*** Opening of Source information ***

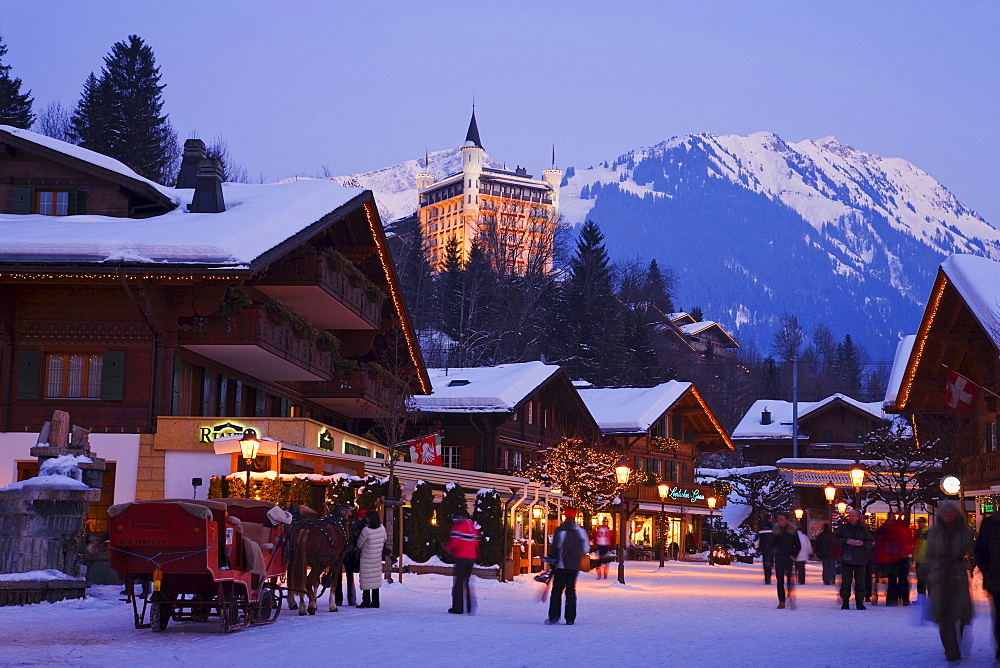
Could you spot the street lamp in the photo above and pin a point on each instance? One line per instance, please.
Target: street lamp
(831, 493)
(622, 472)
(663, 488)
(857, 474)
(711, 529)
(249, 445)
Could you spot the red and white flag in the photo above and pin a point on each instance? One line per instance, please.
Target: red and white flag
(426, 450)
(960, 393)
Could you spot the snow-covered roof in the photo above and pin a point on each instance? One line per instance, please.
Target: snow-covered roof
(899, 362)
(750, 426)
(257, 218)
(631, 410)
(484, 389)
(977, 279)
(85, 155)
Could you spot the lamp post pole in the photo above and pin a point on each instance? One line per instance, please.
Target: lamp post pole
(857, 481)
(711, 529)
(831, 493)
(663, 488)
(622, 472)
(249, 445)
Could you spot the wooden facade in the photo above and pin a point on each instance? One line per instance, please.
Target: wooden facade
(959, 331)
(301, 331)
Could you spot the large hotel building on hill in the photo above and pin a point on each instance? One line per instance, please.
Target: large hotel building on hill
(511, 213)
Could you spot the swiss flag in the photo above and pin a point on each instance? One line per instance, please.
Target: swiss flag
(960, 393)
(426, 450)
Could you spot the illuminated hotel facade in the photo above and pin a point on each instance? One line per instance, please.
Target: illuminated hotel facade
(510, 213)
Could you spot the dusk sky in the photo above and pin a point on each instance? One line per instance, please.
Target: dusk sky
(297, 86)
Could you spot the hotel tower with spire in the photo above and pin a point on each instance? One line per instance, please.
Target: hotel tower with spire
(510, 213)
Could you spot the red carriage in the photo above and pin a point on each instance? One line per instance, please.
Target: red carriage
(193, 560)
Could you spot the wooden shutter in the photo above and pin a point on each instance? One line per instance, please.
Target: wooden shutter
(28, 372)
(113, 376)
(22, 200)
(77, 202)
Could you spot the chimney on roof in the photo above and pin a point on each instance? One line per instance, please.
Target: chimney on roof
(194, 153)
(208, 188)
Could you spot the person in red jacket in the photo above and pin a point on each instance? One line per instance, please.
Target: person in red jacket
(463, 545)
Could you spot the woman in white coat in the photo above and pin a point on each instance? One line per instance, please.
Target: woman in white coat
(803, 556)
(370, 542)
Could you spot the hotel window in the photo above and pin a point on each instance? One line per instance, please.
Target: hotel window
(451, 456)
(73, 376)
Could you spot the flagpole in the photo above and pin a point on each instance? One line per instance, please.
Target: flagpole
(984, 389)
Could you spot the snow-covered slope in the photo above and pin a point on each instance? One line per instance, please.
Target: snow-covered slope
(755, 227)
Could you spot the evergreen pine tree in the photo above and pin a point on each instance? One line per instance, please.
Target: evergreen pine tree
(90, 124)
(141, 138)
(587, 335)
(488, 515)
(657, 289)
(15, 106)
(420, 533)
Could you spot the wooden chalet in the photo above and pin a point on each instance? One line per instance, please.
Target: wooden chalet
(496, 419)
(959, 331)
(162, 318)
(661, 430)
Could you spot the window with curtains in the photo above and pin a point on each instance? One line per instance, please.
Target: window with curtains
(73, 376)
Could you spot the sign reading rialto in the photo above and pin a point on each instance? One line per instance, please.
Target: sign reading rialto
(686, 494)
(209, 434)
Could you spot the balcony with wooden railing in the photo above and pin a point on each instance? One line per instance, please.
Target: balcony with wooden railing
(357, 394)
(258, 344)
(312, 286)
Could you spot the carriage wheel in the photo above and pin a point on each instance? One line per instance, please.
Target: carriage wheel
(268, 607)
(159, 612)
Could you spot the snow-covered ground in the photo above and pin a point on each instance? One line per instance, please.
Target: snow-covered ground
(684, 614)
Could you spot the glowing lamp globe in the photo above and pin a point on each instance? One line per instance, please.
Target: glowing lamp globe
(951, 485)
(622, 471)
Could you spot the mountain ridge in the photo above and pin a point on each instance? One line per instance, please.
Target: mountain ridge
(755, 227)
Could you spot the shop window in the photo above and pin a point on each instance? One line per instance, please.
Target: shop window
(354, 449)
(451, 456)
(52, 202)
(73, 376)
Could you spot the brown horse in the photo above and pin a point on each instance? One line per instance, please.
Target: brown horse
(318, 546)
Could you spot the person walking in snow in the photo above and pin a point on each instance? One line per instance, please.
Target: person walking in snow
(569, 544)
(463, 545)
(825, 550)
(370, 542)
(854, 540)
(949, 542)
(803, 556)
(764, 547)
(785, 547)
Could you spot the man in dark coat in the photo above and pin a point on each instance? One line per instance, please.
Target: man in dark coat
(764, 547)
(988, 562)
(826, 552)
(785, 547)
(569, 544)
(854, 540)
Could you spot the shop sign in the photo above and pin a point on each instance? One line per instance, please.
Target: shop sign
(686, 494)
(209, 434)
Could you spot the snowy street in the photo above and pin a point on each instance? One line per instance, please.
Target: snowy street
(684, 614)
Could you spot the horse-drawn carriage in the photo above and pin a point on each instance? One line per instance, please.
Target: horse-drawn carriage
(193, 560)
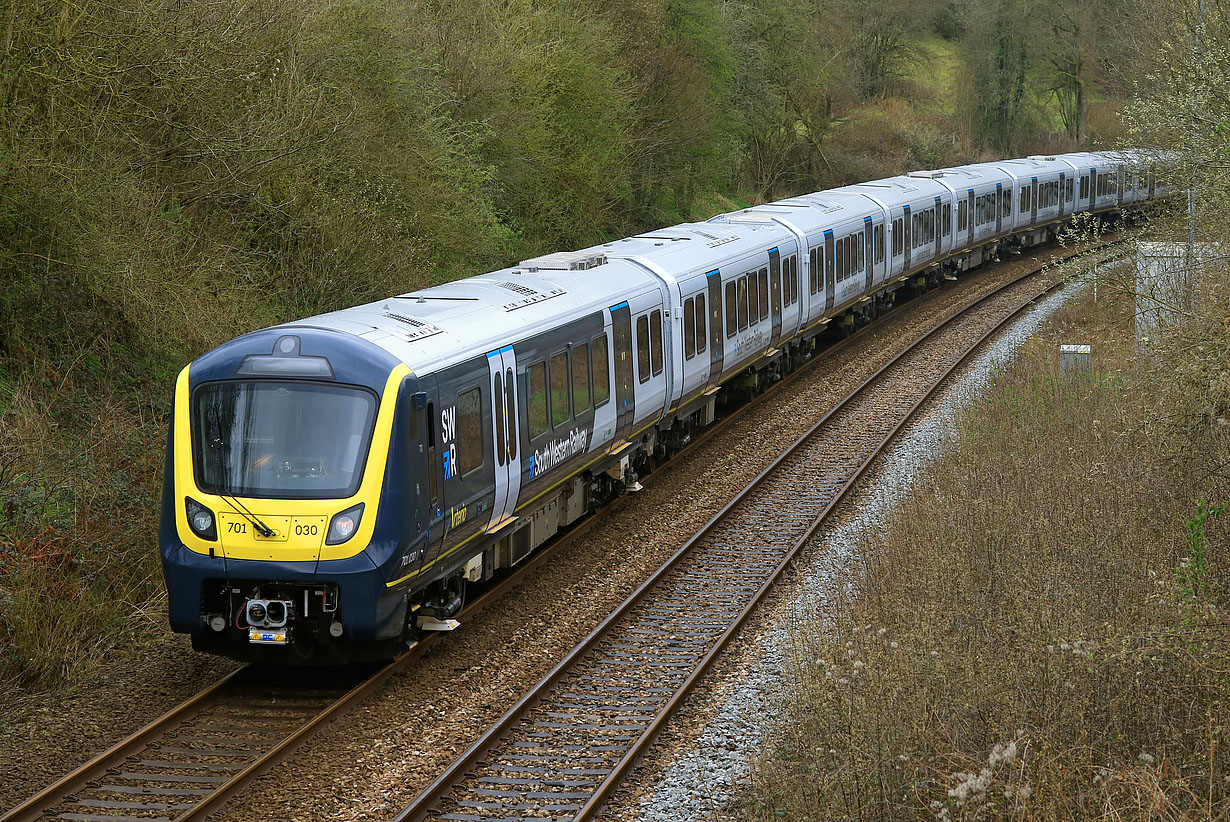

*** Close of Source information ***

Assigned task: From the first line of the entries above down to the line holding "Could you spot the swiss", quote each line exactly and nothing else, skipping pictures.

Answer to this exercise:
Could you spot the street lamp in the photo above and pin a point on each instance? One line per instance, please.
Target: street lamp
(831, 493)
(622, 472)
(663, 488)
(857, 474)
(711, 529)
(249, 445)
Could you spot the red and white flag in the photo above and pin a point on each instance? One line per instance, please.
Target: red and white flag
(426, 450)
(960, 393)
Could you spot the snow-covered roof in the photo above and pin a point on each instance? One line per instance, please.
Target: snow-covered roof
(899, 362)
(750, 426)
(257, 218)
(631, 410)
(484, 389)
(977, 279)
(85, 155)
Could you spot the lamp post pole in the photo above and pin a point on each instance? One line per instance, please.
Target: lamp post pole
(857, 481)
(711, 529)
(831, 493)
(663, 488)
(622, 472)
(249, 445)
Could you spot the wooden facade in the photo above and pin a point on each instance? One line per instance, please.
Target: wooden facade
(959, 331)
(301, 331)
Could you spot the large hotel building on hill in the photo above and pin a point on each instance? One line per instance, please.
Target: large hotel building on hill
(511, 213)
Could you spot the swiss flag in the photo above and pin a point on each instance? One line per instance, please.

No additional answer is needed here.